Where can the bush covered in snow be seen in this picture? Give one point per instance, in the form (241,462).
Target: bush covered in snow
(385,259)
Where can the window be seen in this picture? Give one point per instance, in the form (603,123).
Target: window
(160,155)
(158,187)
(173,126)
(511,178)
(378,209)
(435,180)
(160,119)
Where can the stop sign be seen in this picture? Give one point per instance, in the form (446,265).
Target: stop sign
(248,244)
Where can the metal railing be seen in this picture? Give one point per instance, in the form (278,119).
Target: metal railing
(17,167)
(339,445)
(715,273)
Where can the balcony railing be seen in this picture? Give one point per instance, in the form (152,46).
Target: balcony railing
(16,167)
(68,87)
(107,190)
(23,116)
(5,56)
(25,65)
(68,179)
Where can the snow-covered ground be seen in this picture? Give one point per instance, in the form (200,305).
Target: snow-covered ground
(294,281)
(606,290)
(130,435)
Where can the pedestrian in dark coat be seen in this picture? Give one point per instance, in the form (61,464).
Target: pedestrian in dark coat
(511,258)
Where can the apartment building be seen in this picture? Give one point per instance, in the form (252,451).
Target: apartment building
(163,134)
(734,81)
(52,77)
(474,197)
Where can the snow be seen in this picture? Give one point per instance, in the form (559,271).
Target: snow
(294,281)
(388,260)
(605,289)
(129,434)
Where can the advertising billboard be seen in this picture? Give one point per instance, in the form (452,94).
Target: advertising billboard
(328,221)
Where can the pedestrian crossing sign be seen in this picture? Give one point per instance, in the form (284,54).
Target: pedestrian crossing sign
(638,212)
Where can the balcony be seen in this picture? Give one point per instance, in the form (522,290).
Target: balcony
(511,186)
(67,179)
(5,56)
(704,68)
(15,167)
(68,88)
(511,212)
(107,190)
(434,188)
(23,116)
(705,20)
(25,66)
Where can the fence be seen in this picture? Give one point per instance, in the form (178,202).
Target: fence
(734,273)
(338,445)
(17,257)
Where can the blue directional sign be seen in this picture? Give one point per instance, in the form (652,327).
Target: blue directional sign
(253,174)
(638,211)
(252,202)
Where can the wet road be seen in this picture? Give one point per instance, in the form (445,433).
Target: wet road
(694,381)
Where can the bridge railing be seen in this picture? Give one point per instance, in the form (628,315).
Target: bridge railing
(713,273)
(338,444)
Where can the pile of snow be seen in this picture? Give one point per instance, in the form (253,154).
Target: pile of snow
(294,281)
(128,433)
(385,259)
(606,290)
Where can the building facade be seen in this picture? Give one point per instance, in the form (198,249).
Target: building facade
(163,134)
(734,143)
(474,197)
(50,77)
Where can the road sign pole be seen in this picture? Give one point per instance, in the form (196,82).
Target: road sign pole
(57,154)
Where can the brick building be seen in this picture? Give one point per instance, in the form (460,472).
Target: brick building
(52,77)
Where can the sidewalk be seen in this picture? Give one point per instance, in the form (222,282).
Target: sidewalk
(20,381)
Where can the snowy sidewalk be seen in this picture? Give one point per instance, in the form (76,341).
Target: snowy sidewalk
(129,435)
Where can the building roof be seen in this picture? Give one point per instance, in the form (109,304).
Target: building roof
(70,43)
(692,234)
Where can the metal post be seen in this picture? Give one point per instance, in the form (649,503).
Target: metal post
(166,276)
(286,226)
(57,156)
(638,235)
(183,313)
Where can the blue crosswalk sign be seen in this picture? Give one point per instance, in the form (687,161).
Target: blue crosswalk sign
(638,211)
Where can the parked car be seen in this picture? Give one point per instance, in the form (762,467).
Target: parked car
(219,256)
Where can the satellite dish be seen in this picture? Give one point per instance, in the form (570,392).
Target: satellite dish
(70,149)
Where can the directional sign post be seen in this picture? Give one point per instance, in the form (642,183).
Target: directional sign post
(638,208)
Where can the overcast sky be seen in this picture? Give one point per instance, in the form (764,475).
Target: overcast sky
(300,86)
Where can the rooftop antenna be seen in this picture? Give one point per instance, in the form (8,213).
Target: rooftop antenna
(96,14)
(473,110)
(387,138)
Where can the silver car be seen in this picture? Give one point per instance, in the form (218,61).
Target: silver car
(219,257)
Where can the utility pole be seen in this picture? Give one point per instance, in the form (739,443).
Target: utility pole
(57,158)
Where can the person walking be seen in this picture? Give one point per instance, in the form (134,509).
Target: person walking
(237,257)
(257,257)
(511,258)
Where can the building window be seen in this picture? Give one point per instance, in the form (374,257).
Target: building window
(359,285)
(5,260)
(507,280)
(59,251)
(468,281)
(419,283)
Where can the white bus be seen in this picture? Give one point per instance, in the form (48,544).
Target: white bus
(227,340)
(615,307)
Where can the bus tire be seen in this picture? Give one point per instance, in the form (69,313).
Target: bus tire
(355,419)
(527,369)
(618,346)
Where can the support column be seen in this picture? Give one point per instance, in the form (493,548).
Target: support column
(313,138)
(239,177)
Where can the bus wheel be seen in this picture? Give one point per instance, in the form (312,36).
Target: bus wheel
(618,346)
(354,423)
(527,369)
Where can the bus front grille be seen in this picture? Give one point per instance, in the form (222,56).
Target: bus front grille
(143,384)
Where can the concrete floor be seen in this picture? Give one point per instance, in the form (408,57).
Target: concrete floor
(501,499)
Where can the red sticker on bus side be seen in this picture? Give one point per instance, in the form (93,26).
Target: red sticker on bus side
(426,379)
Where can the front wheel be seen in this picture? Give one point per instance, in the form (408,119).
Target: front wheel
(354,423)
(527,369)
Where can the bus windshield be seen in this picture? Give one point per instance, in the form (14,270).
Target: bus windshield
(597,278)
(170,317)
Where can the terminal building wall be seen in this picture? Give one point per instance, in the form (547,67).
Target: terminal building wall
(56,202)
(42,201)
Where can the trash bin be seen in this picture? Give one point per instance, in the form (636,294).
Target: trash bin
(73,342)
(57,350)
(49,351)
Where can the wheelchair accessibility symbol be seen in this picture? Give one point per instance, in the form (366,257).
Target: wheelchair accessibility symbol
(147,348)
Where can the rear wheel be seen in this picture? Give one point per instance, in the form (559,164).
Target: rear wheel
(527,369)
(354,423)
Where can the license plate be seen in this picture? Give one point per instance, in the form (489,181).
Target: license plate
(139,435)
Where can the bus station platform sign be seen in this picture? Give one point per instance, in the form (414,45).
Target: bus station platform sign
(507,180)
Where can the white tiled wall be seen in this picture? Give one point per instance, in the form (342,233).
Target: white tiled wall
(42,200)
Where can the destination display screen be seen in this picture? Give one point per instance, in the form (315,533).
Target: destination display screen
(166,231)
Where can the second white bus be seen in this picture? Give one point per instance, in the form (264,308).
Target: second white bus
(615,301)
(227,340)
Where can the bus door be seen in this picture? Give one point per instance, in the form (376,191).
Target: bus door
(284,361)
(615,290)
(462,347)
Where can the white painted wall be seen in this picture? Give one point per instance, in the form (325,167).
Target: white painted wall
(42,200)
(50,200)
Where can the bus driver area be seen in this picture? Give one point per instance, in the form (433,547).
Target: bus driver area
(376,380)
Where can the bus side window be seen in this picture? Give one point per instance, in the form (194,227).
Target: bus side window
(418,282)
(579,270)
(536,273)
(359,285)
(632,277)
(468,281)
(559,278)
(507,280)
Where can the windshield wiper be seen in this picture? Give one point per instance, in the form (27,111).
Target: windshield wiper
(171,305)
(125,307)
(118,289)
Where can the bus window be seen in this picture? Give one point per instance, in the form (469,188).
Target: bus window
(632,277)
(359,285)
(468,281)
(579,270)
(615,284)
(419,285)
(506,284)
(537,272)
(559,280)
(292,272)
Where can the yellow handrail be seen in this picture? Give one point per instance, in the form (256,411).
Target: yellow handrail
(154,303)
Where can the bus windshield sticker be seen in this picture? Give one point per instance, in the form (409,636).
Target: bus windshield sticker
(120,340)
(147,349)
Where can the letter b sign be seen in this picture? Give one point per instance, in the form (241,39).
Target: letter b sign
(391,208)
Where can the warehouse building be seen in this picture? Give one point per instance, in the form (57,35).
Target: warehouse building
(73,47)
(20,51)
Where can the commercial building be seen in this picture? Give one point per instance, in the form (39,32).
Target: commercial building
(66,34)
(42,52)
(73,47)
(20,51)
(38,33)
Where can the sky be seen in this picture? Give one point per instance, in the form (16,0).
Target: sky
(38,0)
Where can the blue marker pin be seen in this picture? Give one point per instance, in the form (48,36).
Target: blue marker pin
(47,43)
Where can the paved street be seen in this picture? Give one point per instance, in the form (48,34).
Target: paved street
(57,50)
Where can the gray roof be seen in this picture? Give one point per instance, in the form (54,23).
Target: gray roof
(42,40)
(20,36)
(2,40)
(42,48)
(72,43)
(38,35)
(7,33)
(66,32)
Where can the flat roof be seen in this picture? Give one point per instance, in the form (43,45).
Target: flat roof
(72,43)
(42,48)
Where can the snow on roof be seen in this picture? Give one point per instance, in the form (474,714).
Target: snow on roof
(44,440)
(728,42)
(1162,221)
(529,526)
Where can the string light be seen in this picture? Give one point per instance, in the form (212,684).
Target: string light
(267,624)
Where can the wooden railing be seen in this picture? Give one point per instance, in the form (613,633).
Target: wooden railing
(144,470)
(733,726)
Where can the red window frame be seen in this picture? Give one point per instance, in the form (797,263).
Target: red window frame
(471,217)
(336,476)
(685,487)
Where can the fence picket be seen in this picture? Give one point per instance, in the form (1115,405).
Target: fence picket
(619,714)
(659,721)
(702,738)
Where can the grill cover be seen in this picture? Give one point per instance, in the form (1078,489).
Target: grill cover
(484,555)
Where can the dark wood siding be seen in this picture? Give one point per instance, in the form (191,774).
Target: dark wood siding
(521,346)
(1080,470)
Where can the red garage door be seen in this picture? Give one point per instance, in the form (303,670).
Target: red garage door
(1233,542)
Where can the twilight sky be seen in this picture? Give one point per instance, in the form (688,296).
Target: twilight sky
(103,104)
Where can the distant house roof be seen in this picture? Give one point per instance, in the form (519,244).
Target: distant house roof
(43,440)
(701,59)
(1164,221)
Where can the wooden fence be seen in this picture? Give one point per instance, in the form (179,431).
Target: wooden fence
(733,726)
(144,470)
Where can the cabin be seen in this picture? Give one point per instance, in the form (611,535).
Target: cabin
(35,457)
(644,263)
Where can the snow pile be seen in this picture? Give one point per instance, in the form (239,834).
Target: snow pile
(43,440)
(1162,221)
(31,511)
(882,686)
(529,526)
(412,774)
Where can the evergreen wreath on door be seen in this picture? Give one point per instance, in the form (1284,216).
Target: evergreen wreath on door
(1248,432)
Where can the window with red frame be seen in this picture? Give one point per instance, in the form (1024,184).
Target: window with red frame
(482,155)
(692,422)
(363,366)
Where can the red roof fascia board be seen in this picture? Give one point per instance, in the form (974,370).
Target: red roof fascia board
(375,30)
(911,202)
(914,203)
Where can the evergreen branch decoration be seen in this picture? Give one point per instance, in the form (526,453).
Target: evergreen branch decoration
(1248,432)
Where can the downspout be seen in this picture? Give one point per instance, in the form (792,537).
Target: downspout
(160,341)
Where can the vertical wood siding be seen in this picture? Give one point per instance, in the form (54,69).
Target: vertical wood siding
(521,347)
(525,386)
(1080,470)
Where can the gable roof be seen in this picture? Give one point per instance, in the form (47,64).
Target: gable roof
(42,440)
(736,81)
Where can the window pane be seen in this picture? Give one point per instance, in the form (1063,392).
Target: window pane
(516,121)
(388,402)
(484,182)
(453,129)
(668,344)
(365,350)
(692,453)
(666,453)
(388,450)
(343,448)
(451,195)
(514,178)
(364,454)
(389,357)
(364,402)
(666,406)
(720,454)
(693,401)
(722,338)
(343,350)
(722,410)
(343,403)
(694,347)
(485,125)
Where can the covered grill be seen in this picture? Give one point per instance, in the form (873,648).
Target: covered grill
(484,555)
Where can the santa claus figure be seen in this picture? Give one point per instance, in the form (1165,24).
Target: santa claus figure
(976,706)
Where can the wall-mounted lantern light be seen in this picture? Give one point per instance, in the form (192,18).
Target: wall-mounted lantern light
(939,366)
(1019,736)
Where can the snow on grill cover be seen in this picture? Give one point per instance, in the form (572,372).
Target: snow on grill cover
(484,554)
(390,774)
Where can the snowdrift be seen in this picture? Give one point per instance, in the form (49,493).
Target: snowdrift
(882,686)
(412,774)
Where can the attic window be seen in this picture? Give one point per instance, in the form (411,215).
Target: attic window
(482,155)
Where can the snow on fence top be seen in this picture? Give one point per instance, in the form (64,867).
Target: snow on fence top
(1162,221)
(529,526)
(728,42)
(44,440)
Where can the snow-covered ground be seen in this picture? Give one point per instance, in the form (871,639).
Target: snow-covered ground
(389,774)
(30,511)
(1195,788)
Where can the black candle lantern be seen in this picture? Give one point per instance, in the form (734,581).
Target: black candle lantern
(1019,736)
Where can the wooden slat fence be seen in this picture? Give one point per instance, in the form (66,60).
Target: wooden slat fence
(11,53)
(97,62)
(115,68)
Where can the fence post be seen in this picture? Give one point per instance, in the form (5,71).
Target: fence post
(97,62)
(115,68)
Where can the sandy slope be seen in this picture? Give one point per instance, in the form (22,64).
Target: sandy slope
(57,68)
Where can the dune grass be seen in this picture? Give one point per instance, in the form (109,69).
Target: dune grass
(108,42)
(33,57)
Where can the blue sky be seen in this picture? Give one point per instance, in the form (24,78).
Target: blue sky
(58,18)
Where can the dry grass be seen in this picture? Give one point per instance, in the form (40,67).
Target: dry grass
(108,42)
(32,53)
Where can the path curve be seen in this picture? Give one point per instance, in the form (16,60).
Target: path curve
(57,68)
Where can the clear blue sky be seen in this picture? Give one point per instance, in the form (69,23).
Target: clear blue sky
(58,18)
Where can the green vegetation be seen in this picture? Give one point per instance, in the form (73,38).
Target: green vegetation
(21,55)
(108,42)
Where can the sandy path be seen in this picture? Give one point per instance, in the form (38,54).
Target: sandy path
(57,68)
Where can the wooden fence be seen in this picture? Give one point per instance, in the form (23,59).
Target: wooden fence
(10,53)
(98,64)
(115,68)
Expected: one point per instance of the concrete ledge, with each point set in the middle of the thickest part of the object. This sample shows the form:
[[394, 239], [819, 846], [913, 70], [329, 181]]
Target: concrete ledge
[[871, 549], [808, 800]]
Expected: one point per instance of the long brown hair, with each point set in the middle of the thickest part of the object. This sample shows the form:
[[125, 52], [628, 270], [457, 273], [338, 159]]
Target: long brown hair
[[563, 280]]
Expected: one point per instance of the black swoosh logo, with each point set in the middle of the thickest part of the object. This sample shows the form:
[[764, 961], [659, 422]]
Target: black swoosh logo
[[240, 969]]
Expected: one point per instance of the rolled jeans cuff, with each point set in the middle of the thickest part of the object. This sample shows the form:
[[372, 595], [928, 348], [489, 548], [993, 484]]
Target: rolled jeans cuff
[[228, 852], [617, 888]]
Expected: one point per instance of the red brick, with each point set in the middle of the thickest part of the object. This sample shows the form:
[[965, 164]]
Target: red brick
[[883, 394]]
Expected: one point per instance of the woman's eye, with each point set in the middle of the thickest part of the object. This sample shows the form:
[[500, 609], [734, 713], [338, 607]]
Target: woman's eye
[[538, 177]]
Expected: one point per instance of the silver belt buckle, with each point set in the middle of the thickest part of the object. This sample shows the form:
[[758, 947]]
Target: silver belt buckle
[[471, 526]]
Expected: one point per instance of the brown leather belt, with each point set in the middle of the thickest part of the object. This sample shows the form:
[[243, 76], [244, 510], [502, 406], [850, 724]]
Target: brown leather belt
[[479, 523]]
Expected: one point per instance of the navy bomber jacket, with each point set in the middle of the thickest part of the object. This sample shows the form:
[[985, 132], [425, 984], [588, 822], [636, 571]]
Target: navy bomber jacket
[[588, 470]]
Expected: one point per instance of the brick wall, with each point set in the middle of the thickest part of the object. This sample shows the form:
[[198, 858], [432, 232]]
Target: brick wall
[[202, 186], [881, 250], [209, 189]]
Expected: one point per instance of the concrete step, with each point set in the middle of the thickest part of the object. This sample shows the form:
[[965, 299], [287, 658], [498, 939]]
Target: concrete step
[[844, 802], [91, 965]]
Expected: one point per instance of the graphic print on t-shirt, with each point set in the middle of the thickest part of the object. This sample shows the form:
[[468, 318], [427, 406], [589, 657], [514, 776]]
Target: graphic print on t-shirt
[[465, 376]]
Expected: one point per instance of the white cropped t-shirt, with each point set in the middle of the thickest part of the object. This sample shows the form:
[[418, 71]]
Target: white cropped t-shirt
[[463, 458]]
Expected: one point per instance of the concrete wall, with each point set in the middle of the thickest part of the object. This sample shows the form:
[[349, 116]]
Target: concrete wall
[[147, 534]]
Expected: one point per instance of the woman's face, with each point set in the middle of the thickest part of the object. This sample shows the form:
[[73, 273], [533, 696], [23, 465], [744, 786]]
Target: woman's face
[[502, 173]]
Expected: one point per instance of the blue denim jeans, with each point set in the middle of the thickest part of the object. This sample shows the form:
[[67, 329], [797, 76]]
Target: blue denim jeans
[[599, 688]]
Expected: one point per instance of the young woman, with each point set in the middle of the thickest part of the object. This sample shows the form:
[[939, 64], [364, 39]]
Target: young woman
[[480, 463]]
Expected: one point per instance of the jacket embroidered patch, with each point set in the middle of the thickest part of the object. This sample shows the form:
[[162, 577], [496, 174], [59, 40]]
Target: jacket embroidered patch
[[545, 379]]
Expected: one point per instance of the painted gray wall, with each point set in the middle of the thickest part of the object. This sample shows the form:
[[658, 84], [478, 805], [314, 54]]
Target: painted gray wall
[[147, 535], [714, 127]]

========================

#### PROBLEM:
In the entries above, find the line holding "Target: blue sky" and the line holding "Where can the green"; print both of them and every line between, exactly, and nothing else.

#### ANSWER BELOW:
Target: blue sky
(58,18)
Where can the dry grass be seen in this picture? Give one point per instance, in the form (40,67).
Target: dry grass
(108,42)
(32,53)
Where can the path curve be seen in this picture? Give one point per instance, in the form (16,60).
Target: path curve
(57,68)
Where can the clear blue sky be seen in this picture? Give one point per instance, in the form (69,23).
Target: clear blue sky
(58,18)
Where can the green vegetation be seen in this picture? Give one point per instance, in the form (73,38).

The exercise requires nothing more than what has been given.